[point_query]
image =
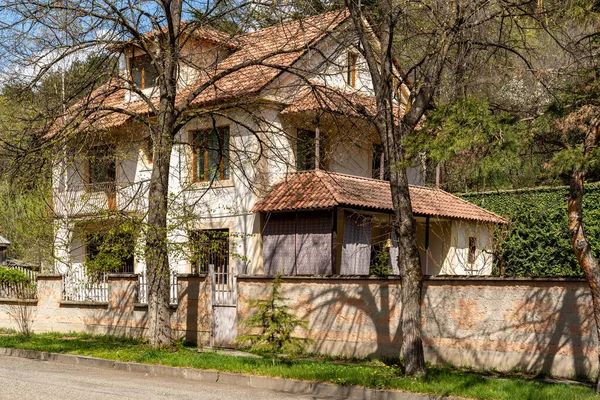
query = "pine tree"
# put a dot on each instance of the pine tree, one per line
(276, 324)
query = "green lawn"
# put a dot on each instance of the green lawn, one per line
(440, 380)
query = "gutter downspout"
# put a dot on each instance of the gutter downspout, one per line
(427, 246)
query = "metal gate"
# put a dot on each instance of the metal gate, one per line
(223, 286)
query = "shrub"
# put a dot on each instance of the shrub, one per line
(10, 276)
(536, 242)
(276, 324)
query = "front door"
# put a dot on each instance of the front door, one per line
(224, 305)
(214, 253)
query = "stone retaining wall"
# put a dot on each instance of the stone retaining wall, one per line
(530, 324)
(121, 315)
(533, 325)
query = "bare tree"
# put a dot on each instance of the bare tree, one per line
(41, 35)
(425, 50)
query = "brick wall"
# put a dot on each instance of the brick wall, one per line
(533, 325)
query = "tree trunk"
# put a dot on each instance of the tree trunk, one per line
(583, 252)
(157, 256)
(408, 262)
(157, 259)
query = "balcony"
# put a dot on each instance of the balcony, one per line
(89, 199)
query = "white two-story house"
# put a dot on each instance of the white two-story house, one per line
(277, 168)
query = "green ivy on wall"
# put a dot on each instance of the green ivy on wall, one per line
(536, 242)
(9, 276)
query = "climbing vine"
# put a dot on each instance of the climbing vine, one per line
(536, 242)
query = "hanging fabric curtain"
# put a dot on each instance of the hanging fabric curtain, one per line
(279, 247)
(356, 248)
(394, 254)
(313, 243)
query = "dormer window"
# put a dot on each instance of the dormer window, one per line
(211, 154)
(143, 73)
(351, 71)
(379, 164)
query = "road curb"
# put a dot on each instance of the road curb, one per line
....................
▶ [PROBLEM STATEMENT] For the material above, repeat each line exactly and leave out the pictures.

▶ [ANSWER SPACE]
[point_query]
image =
query = "pine tree"
# put a dot on each instance of the pine tree, one per line
(276, 324)
query = "green lawn"
# put a dot on each instance of the green lawn, one per line
(440, 380)
query = "gutter downspout"
# put a dot on each instance of the gutter downspout, one per line
(427, 246)
query = "metal gate"
# put a dot on each instance of the metal gate, one per line
(223, 286)
query = "shrub"
# put a dot on each instance of the shrub, one per line
(10, 276)
(536, 242)
(276, 324)
query = "front door"
# put a dot on each instance of the front door, one per line
(224, 305)
(214, 253)
query = "stone retaining wall"
# put a dot on each instance of the stone retaining wall, one per line
(530, 324)
(121, 315)
(533, 325)
query = "bare tree"
# put a dot on each instance of the bare tree, one per line
(41, 35)
(425, 50)
query = "brick wall"
# put a dot on each instance of the brick wall, one per line
(533, 325)
query = "tree trunk"
# put a dot on each instance of the tree trunk, one per line
(583, 252)
(157, 256)
(408, 262)
(157, 259)
query = "balcony"
# put a dot on each instance of the balcony, one per line
(89, 199)
query = "white two-story house"
# put a dot on each instance of the white two-story house, one per line
(277, 168)
query = "green ivy on wall"
# put a dot on each instance of the green ivy on wall, one per line
(536, 242)
(9, 276)
query = "climbing vine"
# put a dot on each instance of the climbing vine, one per line
(536, 242)
query = "hanging fabric curtain"
# put a dot on each instance of the hanging fabric curtain, one per line
(279, 247)
(356, 248)
(394, 254)
(313, 243)
query = "dormer window"
# put a dot on each instance of the dormer window, one per line
(211, 154)
(143, 73)
(351, 71)
(379, 164)
query = "road curb"
# put a dot on each instance of the road curb, one per line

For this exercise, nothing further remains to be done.